◆ Text block:
%%

I posted this as a comment in this semi-related question but I felt it needed a post of its own.
Does anyone know where you can find a list of the valid strings to pass to the dataType
argument of cast()
? I've looked and I find things like this or this but none of them are explicitly answering the question.
Also, I've found through trial-and-error that you can pass things like bigint
or tinyint
and those seem to work, though they are nowhere listed as valid Spark data types, at least not that I can find. Any ideas?
For some reproducibility:
df = spark.createDataFrame(
[
[18786, "attr1", 0.9743],
[65747, "attr1", 0.4568],
[56465, "attr1", 0.6289],
[18786, "attr2", 0.2976],
[65747, "attr2", 0.4869],
[56465, "attr2", 0.8464],
],
["id", "attr", "val"],
)
print(df)
This gives you DataFrame[id: bigint, attr: string, val: double]
, I guess by inferring the schema by default.
Then you can do something like this to re-cast the types:
from pyspark.sql.functions import col
fielddef = {'id': 'smallint', 'attr': 'string', 'val': 'long'}
df = df.select([col(c).cast(fielddef[c]) for c in df.columns])
print(df)
And now I get DataFrame[id: smallint, attr: string, val: bigint]
so apparently 'long'
converts to 'bigint'
. I'm sure there are other conversions like that.
Also, I had this weird feeling that it would just silently ignore invalid strings you pass it, but this is not true. When I tried passing 'attr': 'varchar'
in the fielddef
dict I got an DataType varchar is not supported...
error.
Any help is much appreciated!

%%

◆ Given exercise 1: In the PySpark cast thread, what type does 'long' become after the cast?

◆ Task inputs:

%%

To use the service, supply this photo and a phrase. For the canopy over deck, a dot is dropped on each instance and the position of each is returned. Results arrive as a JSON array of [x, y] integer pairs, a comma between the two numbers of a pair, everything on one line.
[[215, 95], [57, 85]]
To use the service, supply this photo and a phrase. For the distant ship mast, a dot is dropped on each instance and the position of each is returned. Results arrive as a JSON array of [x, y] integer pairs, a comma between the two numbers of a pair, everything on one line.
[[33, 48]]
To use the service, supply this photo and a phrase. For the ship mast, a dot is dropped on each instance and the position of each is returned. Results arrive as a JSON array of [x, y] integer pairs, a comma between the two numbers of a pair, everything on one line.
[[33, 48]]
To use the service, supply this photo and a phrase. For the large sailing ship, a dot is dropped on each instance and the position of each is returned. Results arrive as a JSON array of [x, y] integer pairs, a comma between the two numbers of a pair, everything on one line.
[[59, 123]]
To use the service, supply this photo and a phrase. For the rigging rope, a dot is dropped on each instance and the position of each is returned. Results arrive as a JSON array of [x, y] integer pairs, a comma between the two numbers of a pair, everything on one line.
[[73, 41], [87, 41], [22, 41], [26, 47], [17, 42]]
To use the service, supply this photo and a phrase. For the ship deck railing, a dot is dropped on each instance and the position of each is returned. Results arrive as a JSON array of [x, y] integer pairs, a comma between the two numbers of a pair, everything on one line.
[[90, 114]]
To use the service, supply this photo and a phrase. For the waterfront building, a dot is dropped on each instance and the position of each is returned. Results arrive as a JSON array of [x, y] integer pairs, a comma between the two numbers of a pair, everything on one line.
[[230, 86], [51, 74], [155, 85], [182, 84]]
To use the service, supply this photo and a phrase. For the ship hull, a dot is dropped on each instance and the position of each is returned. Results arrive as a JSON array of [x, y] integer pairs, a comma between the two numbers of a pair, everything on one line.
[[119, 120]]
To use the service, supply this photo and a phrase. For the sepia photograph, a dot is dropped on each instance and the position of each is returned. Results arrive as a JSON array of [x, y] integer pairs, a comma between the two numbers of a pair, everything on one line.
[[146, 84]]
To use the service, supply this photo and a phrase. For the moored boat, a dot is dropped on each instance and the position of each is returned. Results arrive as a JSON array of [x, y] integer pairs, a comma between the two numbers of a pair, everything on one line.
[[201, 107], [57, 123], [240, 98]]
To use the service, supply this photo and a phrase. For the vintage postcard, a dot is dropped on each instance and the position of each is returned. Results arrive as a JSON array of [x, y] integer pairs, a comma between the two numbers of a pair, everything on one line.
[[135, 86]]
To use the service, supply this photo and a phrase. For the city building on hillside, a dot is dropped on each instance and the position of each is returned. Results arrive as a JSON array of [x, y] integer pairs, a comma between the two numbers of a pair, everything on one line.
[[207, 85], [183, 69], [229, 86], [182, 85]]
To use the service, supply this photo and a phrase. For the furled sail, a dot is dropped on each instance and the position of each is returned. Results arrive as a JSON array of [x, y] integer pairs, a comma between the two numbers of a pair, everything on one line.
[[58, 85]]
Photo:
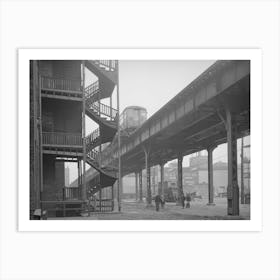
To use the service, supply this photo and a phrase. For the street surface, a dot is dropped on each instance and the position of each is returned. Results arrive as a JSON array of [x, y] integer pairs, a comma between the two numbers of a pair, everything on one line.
[[199, 210]]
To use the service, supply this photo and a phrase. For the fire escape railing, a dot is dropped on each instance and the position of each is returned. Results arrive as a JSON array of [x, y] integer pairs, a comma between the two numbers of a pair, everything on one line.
[[92, 136], [51, 83], [110, 65], [63, 139], [92, 90], [102, 109]]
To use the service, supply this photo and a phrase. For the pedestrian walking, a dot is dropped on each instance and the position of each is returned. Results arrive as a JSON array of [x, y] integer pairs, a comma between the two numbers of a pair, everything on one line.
[[157, 201], [183, 200], [188, 198]]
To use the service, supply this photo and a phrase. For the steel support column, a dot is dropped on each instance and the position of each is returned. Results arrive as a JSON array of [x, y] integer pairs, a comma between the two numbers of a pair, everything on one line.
[[233, 189], [242, 172], [162, 180], [148, 172], [84, 194], [210, 176], [136, 186], [180, 178], [140, 187]]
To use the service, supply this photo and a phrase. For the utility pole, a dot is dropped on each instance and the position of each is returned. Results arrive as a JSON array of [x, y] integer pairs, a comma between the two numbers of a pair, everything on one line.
[[119, 143], [242, 171]]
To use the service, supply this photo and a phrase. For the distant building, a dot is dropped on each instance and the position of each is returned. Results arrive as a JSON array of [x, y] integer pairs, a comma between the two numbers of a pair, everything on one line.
[[195, 177], [67, 176]]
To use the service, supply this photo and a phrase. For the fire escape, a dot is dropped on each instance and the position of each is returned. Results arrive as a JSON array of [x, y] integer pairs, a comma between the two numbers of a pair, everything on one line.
[[107, 119]]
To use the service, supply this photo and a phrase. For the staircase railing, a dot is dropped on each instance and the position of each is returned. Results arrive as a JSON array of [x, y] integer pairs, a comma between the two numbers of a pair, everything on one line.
[[94, 155], [59, 138], [92, 89], [109, 65], [102, 109], [52, 83], [71, 193], [92, 136]]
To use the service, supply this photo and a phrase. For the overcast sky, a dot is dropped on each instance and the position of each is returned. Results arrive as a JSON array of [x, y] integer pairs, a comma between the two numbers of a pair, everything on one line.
[[151, 84]]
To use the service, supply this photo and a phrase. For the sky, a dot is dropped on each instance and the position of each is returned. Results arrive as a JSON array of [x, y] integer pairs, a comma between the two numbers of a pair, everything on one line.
[[151, 84]]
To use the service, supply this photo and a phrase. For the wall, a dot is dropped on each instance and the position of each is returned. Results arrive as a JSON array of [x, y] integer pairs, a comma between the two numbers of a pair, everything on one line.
[[62, 115]]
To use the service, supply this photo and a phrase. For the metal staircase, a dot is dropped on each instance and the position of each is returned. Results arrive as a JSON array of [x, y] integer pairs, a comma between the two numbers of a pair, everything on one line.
[[107, 119]]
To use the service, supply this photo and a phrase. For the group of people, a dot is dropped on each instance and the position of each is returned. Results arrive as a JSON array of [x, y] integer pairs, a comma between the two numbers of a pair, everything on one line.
[[186, 198], [159, 201]]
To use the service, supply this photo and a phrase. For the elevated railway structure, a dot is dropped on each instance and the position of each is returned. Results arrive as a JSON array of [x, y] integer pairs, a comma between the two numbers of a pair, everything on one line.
[[212, 110]]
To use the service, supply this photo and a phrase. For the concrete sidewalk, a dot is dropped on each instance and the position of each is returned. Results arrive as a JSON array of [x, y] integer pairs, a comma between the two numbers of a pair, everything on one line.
[[132, 210]]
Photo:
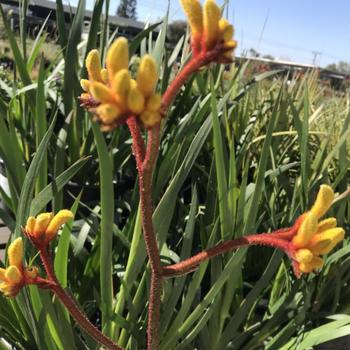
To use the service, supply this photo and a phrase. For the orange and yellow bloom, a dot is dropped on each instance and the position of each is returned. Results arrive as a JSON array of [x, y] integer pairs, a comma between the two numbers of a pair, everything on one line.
[[209, 31], [15, 276], [315, 238], [41, 230], [113, 95]]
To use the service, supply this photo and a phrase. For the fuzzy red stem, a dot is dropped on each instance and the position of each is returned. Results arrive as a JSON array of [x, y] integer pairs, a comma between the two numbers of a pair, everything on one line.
[[138, 144], [191, 263], [72, 306], [191, 67]]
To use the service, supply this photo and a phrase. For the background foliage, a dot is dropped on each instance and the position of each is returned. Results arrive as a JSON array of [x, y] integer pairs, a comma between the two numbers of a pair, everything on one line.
[[242, 152]]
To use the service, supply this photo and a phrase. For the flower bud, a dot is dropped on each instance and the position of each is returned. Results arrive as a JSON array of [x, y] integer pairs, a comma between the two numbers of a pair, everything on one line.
[[15, 253], [117, 57], [58, 220], [211, 18], [154, 102], [323, 201], [108, 113], [101, 93], [147, 75], [307, 229], [194, 13]]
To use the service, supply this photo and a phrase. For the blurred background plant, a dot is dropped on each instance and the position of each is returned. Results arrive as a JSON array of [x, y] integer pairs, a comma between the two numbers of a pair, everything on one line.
[[244, 154]]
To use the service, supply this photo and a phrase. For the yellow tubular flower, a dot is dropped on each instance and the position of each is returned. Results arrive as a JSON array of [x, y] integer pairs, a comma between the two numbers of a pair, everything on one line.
[[104, 75], [154, 102], [225, 29], [58, 220], [303, 256], [326, 224], [93, 65], [147, 75], [211, 18], [136, 100], [323, 201], [30, 225], [85, 84], [101, 93], [15, 253], [194, 13], [41, 223], [2, 274], [121, 85], [117, 57], [109, 113], [307, 229]]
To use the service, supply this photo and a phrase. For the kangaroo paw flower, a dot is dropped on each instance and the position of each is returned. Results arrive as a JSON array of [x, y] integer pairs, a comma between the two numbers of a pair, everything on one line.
[[43, 229], [111, 93], [16, 275], [314, 238], [209, 31]]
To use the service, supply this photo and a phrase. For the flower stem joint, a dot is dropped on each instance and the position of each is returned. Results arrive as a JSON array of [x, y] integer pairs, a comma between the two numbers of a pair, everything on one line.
[[111, 93], [16, 275]]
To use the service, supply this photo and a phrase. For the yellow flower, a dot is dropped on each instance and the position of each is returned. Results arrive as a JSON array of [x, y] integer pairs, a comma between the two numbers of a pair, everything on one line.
[[43, 229], [209, 30], [111, 93], [15, 276], [315, 238]]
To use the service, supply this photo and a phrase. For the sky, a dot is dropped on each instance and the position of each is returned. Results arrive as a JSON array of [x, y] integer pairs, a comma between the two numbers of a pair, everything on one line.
[[305, 31]]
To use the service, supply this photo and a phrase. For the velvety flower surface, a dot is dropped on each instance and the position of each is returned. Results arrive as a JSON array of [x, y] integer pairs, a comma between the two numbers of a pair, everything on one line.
[[15, 276], [113, 95]]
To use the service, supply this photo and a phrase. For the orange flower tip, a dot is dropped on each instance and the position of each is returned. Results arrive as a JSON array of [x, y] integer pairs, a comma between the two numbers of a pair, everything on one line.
[[108, 113], [147, 75], [323, 201], [226, 29], [211, 18], [194, 13], [303, 255], [41, 223], [136, 100], [13, 274], [58, 220], [15, 252], [154, 103], [121, 83], [29, 228], [93, 65], [324, 242], [117, 56], [306, 230], [101, 93], [85, 84], [104, 75], [2, 274], [150, 119]]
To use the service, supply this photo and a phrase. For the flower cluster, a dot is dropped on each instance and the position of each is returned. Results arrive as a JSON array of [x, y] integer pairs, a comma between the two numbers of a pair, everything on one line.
[[209, 30], [313, 237], [15, 276], [43, 229], [111, 93]]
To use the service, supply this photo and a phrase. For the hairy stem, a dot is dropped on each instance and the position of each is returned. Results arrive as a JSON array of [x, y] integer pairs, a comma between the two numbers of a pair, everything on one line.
[[72, 306], [190, 264]]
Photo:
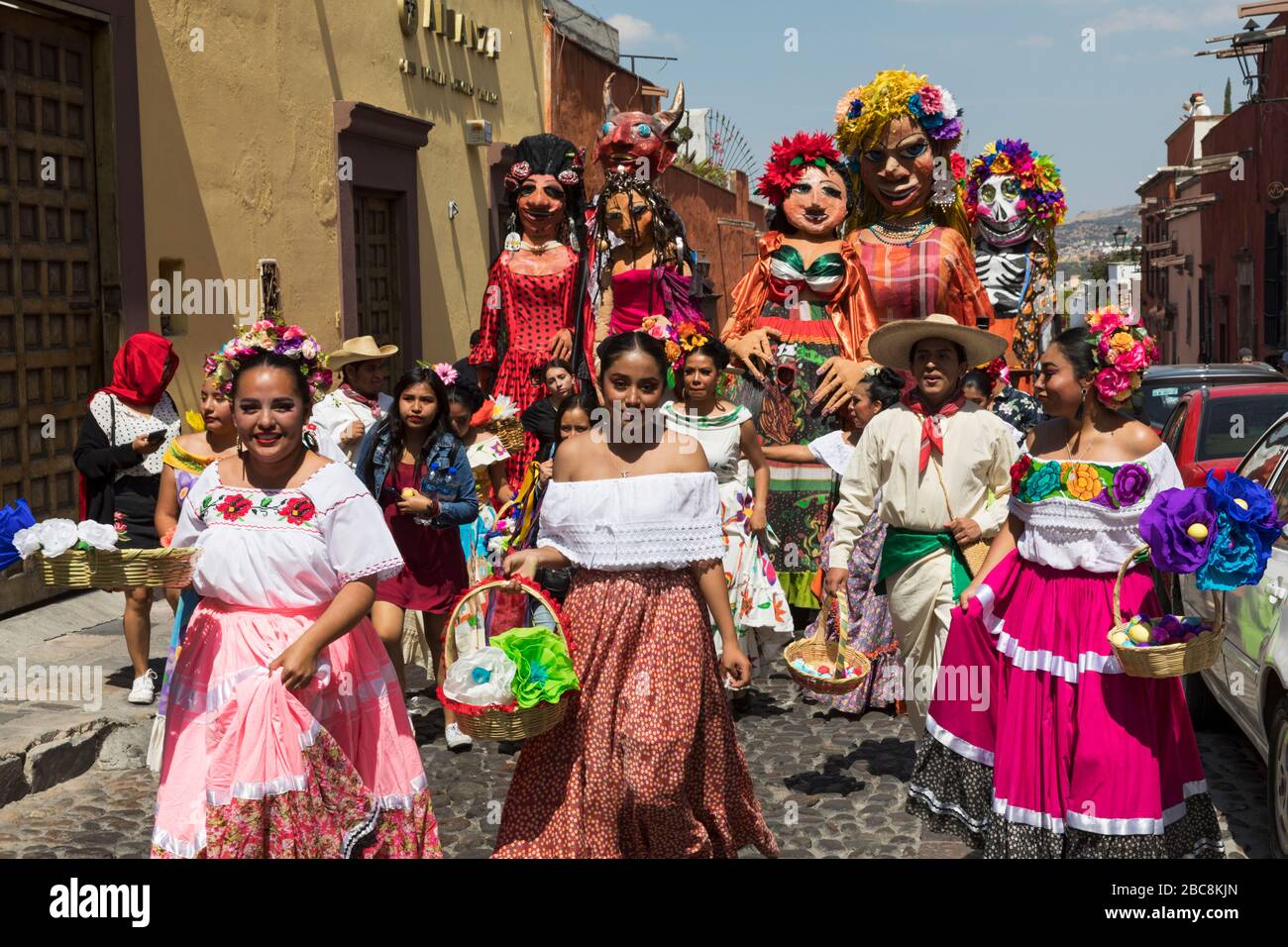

%%

◆ Given exercise 2: Copy out, unchanged, the rows from the one containing "For the steel" through the one containing "[[195, 177], [67, 176]]".

◆ Finished answer 1: It becomes bigint.

◆ Finished answer 2:
To use the service, supply this photo and a phrase. For the steel support column, a dot is dropped on each instance and the position of each is returned. Results arrive as a JSON array of [x, y] integer pairs, a comma between the two numbers of a pair, everything on one line.
[[233, 189], [242, 172], [162, 180], [148, 172], [84, 194], [210, 176], [136, 186], [180, 178], [140, 187]]
To use the service, supply this photo and a phrase. For the utility pole, a dot is dropped on each instance and the position of each is returned. Results arrive as a JSON array of [x, y] integer pairs, a comma between the two numbers of a pair, everything on one line.
[[119, 143], [242, 171]]
To use the service, supply this photo and a phrase. For the distant building, a dot is dropped on each instance and the position of each is returned. Results arrive as a JSON array of [x, y] integer pairs, a comma between the two numbers of a pair, everything on one line.
[[195, 177], [67, 176]]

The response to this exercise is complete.